Exercice écrit A:
Transcrivez le passage du texte sur Pierre d’Ailly qui va de "L’existence de Dieu" à "dans leur con­duite.".

La notion de Dieu étant ainsi obtenue avec plus ou moins de certitude pour l’homme, plusieurs idées accessoires s’y rattachent dans la doctrine de Pierre d’Ailly. Dans son commentaire sur la seconde question du Livre des Sentences, il se de­mande si nous pouvons jouir de Dieu, et répond avec adresse à ses adversaires qui se fondaient sur l’impossibilité où le fini est de saisir l’infini. Il conclut que l’homme peut jouir de Dieu, non-seu­lement en vertu de la révélation, mais par suite même des lumières naturelles, puisque pouvant connaître Dieu, nous pouvons aussi l’aimer. Cette question, qui passe tout naturellement à la théo­logie, contient dans son développement, des ré­flexions qui préludent à la querelle de Bossuet et de Fénelon sur l’amour pur.

L’existence de Dieu fournissait à Pierre d’Ailly une base inébranlable pour y fonder d’une ma­nière solide le principe de la loi. Quoiqu’il ne donne pas toujours de ses idées une démonstration satisfaisante, il pose cependant des principes cer­tains entre lesquels se trouvent ceux-ci : Parmi les lois obligatoires, il y en a une première, une et simple.Il n’y a point de succession à l’in­fini de lois obligatoires. On peut croire que le spectacle des désordres du grand schisme d’Occident, où les souverains pontifes mettaient si sou­vent leur volonté à la place des lois de toute es­pèce et de tous degrés, inspira à Pierre d’Ailly le besoin de rappeler son siècle à des principes fixes dont la rigueur ne fut pas toujours goûtée par ceux de ses contemporains qu’ils blessaient dans leurs intérêts ou condamnaient dans leur con­duite.

L’accord de la prescience divine et de la contin­gence des faits futurs a exercé la subtilité de Pierre d’Ailly. comme celle de la plupart des phi­losophes qui lui ont succédé, mais sans plus de succès. Il cherche, après Pierre Lombard, qu’il commente, la solution de ce problème, et croit y être parvenu à l’aide de distinctions qui ressem­blent plus à des jeux de mots qu’à une analyse quelque peu sûre. À l’aide de cette conclusion : Illud quod Deus scit necessario eveniet necessi­tate immutabilitatis, non tamen necessitate inevitabilitatis, il paraît ne pas douter que l’intelli­gence ne doive être complètement satisfaite par ce non-sens. Au milieu de ce travail d’une dia­lectique spécieuse, on ne peut disconvenir que les raisons en faveur de la prescience divine, soit que l’auteur les tire des lois de l’intelligence, soit qu’il les puise dans les saintes Écritures, ne soient beaucoup plus concluantes que celles sur lesquelles s’appuie la contingence des faits, et par suite la liberté morale de nos actes.

Relevés de données:
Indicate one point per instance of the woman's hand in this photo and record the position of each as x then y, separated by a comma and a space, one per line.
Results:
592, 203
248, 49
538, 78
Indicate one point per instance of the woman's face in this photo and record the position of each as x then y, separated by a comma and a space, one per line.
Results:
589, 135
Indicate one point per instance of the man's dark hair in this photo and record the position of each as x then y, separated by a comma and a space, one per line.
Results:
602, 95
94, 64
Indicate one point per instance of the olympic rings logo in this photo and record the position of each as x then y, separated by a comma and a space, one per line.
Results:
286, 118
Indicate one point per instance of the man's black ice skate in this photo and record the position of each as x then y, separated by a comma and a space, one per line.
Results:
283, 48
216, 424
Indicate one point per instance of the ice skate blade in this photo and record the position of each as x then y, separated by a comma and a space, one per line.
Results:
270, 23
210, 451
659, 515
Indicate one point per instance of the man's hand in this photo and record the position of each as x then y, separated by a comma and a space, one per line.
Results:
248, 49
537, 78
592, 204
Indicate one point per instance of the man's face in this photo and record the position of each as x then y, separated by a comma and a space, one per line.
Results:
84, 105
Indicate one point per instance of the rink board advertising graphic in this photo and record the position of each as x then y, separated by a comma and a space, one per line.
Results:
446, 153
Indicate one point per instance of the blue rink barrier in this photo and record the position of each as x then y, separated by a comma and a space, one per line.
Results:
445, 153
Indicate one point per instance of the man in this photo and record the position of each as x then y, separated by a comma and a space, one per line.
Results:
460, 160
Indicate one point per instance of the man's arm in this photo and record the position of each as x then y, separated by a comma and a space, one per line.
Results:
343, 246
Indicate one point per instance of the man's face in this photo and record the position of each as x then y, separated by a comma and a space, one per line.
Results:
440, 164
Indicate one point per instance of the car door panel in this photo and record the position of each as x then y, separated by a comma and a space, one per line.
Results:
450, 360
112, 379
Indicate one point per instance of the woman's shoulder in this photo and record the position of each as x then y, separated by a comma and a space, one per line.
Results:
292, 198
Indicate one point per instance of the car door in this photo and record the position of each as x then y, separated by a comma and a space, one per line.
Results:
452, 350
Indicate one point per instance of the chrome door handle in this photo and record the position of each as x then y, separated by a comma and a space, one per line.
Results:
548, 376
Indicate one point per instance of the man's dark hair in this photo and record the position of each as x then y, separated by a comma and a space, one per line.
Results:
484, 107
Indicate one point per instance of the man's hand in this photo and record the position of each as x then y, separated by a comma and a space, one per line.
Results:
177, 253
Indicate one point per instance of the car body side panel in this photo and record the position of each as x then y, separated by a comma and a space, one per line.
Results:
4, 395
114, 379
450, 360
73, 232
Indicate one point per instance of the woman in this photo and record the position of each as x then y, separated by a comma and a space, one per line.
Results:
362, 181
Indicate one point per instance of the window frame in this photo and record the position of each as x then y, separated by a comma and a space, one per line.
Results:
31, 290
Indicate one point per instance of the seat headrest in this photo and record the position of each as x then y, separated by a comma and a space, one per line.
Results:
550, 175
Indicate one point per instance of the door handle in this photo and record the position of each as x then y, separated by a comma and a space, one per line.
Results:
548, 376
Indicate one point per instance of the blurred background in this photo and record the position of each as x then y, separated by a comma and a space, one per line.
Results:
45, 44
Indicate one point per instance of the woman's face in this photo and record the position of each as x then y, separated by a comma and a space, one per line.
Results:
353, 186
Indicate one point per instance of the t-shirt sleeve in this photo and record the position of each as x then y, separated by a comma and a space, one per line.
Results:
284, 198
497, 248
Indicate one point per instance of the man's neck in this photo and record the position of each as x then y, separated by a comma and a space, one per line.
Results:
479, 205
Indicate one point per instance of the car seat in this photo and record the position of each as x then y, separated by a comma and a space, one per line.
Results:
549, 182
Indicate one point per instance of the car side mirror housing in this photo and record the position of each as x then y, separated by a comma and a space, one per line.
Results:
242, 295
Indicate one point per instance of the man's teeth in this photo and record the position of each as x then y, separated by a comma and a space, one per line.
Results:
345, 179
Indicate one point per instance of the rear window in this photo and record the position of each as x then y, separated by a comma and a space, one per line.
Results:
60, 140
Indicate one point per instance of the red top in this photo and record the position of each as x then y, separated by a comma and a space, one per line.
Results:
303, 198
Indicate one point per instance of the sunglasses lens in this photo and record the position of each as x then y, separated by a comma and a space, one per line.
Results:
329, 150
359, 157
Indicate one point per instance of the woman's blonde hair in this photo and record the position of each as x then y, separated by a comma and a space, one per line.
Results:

Exercice écrit B:
Extrayez des enregistrements toutes les lignes où figure le mot "black".

Corrigé A:
L’existence de Dieu fournissait à Pierre d’Ailly une base inébranlable pour y fonder d’une ma­nière solide le principe de la loi. Quoiqu’il ne donne pas toujours de ses idées une démonstration satisfaisante, il pose cependant des principes cer­tains entre lesquels se trouvent ceux-ci : Parmi les lois obligatoires, il y en a une première, une et simple.Il n’y a point de succession à l’in­fini de lois obligatoires. On peut croire que le spectacle des désordres du grand schisme d’Occident, où les souverains pontifes mettaient si sou­vent leur volonté à la place des lois de toute es­pèce et de tous degrés, inspira à Pierre d’Ailly le besoin de rappeler son siècle à des principes fixes dont la rigueur ne fut pas toujours goûtée par ceux de ses contemporains qu’ils blessaient dans leurs intérêts ou condamnaient dans leur con­duite.

Corrigé B:
Indicate one point per instance of the man's black ice skate in this photo and record the position of each as x then y, separated by a comma and a space, one per line.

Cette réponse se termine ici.